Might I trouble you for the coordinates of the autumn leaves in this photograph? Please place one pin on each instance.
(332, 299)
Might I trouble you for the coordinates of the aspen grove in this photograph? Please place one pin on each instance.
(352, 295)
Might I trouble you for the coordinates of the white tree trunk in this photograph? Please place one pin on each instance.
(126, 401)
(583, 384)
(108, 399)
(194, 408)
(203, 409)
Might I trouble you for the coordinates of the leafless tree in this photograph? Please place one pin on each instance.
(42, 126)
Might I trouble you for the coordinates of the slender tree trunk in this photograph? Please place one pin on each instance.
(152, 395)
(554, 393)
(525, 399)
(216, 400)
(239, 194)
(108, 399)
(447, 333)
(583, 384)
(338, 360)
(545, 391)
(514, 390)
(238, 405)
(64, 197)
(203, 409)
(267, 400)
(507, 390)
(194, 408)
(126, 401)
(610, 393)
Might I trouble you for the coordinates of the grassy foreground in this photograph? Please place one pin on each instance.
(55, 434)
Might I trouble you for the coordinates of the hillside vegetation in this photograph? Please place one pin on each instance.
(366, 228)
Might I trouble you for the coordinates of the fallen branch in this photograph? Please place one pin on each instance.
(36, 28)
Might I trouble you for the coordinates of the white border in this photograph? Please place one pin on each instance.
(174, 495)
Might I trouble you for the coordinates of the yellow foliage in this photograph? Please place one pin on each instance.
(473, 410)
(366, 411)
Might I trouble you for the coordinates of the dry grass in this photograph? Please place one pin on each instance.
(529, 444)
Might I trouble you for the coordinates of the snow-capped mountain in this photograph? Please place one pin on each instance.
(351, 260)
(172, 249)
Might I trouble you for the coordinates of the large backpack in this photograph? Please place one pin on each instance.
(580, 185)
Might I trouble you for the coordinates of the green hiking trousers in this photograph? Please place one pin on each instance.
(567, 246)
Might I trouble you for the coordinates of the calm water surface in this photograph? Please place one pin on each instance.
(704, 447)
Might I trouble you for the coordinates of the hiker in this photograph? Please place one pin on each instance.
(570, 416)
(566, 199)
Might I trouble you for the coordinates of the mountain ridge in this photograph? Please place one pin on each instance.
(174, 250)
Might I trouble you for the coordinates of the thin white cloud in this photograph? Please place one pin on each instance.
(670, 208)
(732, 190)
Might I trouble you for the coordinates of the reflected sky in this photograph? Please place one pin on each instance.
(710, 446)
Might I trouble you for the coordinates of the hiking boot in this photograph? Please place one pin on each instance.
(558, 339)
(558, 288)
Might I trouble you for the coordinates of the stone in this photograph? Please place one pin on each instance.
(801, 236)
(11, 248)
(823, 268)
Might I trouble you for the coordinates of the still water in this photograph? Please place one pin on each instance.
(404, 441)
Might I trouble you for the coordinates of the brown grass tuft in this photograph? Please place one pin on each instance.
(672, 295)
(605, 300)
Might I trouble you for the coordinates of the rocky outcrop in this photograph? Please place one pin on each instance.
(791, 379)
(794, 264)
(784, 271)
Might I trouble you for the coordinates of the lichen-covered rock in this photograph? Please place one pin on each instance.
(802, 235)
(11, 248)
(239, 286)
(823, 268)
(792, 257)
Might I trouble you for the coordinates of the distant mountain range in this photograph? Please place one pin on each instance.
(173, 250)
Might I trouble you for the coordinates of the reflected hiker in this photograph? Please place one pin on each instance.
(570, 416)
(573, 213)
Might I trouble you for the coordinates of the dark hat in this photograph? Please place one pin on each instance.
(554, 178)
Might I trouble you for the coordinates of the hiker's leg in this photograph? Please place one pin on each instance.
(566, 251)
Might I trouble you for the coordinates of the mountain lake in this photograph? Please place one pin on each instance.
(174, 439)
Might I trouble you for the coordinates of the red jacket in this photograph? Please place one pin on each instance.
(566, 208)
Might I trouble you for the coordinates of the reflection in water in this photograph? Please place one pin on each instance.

▸ **PROBLEM DETAILS**
Repeat, exactly and in full, the records shown above.

▸ **TASK SOLUTION**
Might I trouble you for the coordinates of the autumn leaves in this photograph? Please place one pin on each instance.
(332, 299)
Might I trouble you for the coordinates of the aspen grove in this photograph? Please place one pin on each instance.
(352, 295)
Might I trouble you for the coordinates of the white tree trunk in this photograph? Please place one pin on each instance.
(126, 401)
(583, 384)
(108, 399)
(194, 408)
(203, 409)
Might I trouble you for the coordinates of the leafless tree in this photograph? Please place one pin on each instance.
(42, 126)
Might I trouble you for the coordinates of the slender tree trunk in this photograph? Please place one pin on each instance.
(152, 395)
(554, 393)
(525, 399)
(216, 400)
(239, 194)
(108, 399)
(447, 333)
(583, 384)
(338, 360)
(545, 391)
(514, 390)
(238, 405)
(64, 197)
(203, 409)
(267, 400)
(507, 390)
(194, 408)
(126, 401)
(610, 393)
Might I trouble you for the coordinates of the grassy foreground in this photograph? Please place one pin on each instance.
(55, 434)
Might I trouble you for the coordinates of the hillside vegetation in this photograph? Please place one pin on each instance.
(366, 228)
Might I trouble you for the coordinates of the fallen branch in this photograph? Please place one pin on each instance.
(36, 28)
Might I trouble you for the coordinates of the white border in this photograph? Please place one pin on each instance.
(174, 495)
Might I trouble you for the coordinates of the yellow foliage in this photograph? Please place one pin on each instance.
(473, 410)
(366, 411)
Might I trouble you for the coordinates of the dry grass in this photograph? Please place one pin on each instance.
(529, 444)
Might I trouble you for the coordinates of the snow-capped mountain in this photograph? Please place one pin on each instance.
(351, 260)
(172, 249)
Might I trouble you for the coordinates of the large backpack in this photograph? Please place one pin on each instance.
(580, 185)
Might I trouble you for the coordinates of the green hiking trousers in this photograph? Please place one pin on each instance.
(567, 246)
Might I trouble you for the coordinates of the calm water surface in this photograph? Please place one pin on each instance.
(704, 447)
Might I trouble you for the coordinates of the hiker in this photograph? Please place one pin on each instance.
(570, 416)
(566, 199)
Might I trouble you for the coordinates of the mountain ridge in this photograph? Please place one pin on each instance.
(174, 250)
Might I trouble you for the coordinates of the thin white cloud in this photograph? Please place one pin on each instance.
(670, 208)
(732, 190)
Might I trouble you for the coordinates of the reflected sky in this photograph? Please place one pin on each instance.
(710, 446)
Might I trouble you for the coordinates of the hiking boot in this photograph? Please place one pin on each instance.
(558, 339)
(558, 288)
Might I trouble you for the coordinates of the stone in this photograph? Please place one pin on each instance.
(801, 236)
(11, 248)
(823, 268)
Might I trouble you for the coordinates of the still water in this photograph? Please place one pin on each instance.
(404, 441)
Might I trouble you for the coordinates of the brown grass tuft in this photograph? Please place one pin on each instance.
(672, 295)
(605, 300)
Might I trouble you for the coordinates of the rocky outcrop in this photograph? Please place one pin on each instance.
(791, 379)
(794, 264)
(784, 271)
Might I trouble you for the coordinates of the lichen-covered rock in this photograph? Please place one pin on each instance.
(802, 235)
(11, 248)
(239, 286)
(823, 268)
(792, 257)
Might I trouble you for the coordinates of the distant mountain range in this photograph? Please place one pin on each instance.
(173, 250)
Might I trouble you for the coordinates of the reflected hiker in this photograph? Please place one pin on each instance.
(570, 416)
(573, 213)
Might I trouble you for the coordinates of the dark hat in this photograph? Please place one pin on each instance.
(554, 178)
Might I trouble you for the coordinates of the hiker's leg in this photograph? Please place one pin on each instance.
(566, 251)
Might I trouble you for the coordinates of the mountain lake in this photograph? Please place one pin on each instance.
(174, 439)
Might I trouble you for the coordinates of the red jacket in this photograph? Please place one pin on each instance.
(566, 208)
Might I trouble you for the coordinates of the reflection in water in this photograph? Please place one pin on each instance.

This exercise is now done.